"""
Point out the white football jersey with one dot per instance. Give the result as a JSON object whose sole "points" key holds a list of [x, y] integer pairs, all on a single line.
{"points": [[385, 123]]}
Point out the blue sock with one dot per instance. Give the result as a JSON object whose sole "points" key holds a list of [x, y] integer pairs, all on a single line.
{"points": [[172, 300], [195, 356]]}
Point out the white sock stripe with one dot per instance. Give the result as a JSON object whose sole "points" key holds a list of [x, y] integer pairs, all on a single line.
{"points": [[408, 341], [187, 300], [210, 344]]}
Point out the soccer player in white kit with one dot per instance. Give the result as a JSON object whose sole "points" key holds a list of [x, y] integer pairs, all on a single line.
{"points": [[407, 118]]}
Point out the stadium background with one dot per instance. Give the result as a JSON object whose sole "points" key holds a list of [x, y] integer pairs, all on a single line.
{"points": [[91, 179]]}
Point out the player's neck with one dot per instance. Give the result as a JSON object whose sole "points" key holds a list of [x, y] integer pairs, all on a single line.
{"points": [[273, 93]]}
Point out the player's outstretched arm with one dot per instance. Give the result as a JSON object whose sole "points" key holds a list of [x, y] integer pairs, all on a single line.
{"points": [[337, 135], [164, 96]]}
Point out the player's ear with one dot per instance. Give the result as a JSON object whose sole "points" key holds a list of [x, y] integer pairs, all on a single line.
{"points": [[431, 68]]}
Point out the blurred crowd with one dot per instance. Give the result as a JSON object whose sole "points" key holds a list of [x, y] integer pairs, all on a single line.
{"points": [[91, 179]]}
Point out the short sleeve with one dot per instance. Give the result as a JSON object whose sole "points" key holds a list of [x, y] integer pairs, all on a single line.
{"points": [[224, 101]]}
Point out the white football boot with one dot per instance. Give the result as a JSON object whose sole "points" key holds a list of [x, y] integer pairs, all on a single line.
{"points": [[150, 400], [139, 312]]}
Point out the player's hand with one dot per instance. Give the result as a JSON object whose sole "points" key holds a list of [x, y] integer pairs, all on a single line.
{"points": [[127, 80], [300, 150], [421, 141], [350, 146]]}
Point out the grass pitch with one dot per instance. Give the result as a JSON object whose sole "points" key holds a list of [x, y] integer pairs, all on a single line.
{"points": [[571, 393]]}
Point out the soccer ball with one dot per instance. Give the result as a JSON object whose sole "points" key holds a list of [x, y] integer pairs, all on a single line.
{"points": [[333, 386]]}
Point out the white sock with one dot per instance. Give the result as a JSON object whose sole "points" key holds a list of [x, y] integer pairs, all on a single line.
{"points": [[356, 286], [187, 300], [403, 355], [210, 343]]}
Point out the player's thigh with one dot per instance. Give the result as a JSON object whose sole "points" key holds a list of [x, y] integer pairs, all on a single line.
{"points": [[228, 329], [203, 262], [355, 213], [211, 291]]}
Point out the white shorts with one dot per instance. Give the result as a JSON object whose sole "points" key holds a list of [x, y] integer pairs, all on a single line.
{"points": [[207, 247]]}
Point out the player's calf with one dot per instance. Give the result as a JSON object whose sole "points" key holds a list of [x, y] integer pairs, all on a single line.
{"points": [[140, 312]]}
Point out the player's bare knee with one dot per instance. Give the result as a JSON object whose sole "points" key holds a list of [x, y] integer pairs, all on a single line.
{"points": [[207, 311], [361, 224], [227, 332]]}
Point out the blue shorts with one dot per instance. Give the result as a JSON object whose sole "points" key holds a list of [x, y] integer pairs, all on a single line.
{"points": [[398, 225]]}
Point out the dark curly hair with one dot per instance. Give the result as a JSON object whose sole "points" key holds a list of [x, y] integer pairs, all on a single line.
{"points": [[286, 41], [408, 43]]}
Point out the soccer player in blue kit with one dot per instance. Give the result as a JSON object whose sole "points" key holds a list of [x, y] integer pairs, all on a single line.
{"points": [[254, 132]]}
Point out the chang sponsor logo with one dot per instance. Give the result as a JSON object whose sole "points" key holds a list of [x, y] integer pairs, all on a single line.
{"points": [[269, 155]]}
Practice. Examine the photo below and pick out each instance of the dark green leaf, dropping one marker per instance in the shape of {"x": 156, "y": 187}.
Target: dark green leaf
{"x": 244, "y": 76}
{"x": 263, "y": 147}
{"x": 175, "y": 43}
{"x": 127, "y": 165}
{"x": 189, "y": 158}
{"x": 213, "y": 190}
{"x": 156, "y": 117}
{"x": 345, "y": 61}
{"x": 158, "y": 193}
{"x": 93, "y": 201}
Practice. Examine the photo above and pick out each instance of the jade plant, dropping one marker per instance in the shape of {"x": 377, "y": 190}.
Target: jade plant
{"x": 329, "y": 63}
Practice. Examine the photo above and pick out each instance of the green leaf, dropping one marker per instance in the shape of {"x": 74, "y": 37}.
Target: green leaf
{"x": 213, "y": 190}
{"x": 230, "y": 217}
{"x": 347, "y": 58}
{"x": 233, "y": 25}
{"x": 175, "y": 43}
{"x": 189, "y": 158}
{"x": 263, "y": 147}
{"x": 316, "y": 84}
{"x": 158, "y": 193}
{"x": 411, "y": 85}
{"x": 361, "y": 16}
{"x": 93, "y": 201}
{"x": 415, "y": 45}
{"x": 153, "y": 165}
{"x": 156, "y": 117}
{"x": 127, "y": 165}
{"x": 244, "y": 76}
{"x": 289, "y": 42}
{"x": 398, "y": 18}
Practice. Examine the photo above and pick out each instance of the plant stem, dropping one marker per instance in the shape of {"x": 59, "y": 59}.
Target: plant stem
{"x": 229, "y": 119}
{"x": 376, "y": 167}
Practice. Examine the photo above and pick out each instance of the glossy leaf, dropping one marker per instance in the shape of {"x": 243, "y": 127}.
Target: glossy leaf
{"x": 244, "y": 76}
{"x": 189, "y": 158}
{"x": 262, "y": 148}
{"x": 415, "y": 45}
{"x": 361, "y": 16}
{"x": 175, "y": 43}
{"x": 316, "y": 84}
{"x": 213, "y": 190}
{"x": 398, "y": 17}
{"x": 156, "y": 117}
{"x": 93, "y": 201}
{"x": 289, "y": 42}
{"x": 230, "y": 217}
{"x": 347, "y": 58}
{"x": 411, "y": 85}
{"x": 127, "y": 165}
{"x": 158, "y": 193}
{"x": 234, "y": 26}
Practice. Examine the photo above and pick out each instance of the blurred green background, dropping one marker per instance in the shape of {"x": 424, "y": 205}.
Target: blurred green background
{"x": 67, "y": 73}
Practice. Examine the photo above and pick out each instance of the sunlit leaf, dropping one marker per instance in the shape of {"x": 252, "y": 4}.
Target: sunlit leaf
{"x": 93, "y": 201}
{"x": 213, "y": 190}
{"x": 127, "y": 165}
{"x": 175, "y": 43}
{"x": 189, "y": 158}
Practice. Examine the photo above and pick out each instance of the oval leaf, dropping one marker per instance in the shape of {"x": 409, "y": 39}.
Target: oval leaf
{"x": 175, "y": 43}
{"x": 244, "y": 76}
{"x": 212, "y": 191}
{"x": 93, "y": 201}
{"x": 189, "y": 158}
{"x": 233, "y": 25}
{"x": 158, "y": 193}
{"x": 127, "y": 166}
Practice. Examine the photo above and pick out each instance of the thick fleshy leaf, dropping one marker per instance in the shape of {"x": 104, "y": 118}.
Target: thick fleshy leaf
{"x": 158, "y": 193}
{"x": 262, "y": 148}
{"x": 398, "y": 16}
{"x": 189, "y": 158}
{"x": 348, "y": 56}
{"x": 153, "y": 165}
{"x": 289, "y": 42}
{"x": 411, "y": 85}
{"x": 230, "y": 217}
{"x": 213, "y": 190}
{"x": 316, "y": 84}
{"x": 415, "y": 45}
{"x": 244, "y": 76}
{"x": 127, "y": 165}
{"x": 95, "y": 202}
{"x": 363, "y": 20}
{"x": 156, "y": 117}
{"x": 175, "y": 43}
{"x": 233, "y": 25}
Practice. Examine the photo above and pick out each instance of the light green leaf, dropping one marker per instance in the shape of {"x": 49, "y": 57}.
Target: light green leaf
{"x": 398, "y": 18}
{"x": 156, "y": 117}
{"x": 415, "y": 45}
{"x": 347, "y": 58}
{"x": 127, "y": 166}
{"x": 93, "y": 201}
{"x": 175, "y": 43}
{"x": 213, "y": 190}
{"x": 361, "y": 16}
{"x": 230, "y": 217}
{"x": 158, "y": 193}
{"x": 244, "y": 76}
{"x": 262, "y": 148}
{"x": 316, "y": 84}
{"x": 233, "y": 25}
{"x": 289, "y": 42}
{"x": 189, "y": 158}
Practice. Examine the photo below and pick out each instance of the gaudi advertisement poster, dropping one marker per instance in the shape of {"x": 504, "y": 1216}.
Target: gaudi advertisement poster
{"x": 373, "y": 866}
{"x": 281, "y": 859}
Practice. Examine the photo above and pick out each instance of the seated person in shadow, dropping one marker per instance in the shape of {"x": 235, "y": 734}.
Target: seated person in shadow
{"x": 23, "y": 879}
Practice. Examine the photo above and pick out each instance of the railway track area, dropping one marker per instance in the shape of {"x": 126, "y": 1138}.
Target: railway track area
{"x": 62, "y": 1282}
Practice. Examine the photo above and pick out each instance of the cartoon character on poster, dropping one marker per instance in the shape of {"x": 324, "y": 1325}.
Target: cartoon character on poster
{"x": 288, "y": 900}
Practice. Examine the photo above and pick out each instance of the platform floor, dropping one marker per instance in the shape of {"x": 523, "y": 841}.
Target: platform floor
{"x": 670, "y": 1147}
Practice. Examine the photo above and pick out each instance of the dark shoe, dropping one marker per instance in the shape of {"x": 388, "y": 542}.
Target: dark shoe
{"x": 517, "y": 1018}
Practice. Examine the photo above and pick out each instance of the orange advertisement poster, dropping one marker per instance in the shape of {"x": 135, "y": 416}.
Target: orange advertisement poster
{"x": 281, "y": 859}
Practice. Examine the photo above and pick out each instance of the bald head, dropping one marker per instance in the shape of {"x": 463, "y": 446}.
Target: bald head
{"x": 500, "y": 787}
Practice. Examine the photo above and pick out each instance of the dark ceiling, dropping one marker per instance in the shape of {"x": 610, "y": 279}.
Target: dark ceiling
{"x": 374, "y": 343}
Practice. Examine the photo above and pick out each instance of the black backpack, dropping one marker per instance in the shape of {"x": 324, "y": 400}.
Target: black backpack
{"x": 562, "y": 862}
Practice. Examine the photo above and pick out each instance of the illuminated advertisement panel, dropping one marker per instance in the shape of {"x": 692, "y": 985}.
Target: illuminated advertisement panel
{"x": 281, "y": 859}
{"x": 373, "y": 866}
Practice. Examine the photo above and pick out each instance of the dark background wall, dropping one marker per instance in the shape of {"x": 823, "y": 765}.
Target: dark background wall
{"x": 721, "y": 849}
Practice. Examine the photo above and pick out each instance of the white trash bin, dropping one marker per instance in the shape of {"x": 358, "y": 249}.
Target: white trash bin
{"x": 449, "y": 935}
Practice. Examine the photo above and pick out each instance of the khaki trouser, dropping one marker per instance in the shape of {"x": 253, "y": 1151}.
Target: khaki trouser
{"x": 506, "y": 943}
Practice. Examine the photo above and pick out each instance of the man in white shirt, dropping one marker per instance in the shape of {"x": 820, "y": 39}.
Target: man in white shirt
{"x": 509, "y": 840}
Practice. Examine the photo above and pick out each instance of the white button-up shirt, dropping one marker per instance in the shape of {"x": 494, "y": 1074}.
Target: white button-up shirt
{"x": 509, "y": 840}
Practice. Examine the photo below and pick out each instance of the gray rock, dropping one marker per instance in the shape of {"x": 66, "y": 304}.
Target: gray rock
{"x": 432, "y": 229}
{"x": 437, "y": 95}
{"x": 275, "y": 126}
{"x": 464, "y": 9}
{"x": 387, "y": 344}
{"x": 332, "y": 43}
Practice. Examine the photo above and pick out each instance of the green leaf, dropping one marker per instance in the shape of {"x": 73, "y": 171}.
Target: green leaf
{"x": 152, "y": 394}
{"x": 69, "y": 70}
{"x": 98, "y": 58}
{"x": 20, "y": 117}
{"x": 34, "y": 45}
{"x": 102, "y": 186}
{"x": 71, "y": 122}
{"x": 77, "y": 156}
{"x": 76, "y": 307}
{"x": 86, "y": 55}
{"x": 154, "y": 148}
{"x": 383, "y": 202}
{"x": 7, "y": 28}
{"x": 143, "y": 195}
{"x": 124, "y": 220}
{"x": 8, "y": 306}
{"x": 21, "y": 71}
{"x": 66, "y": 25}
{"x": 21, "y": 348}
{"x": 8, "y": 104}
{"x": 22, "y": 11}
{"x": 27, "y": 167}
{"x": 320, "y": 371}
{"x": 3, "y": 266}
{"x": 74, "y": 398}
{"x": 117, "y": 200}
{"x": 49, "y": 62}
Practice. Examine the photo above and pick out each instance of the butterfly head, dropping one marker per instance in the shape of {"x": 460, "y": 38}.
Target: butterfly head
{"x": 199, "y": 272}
"""
# About this exercise:
The required answer is each line of the data in which the word "below" appears.

# Task response:
Practice. Examine the photo below and pick out each instance of the dark green leaf, dropping one marker per instance in the shape of {"x": 156, "y": 187}.
Practice. Examine the photo below and pick out each instance of the gaudi advertisement poster, dropping one marker per instance in the shape of {"x": 504, "y": 1216}.
Practice. Examine the photo below and pick out each instance of the gray rock, dropping one marker per instance in the shape of {"x": 66, "y": 304}.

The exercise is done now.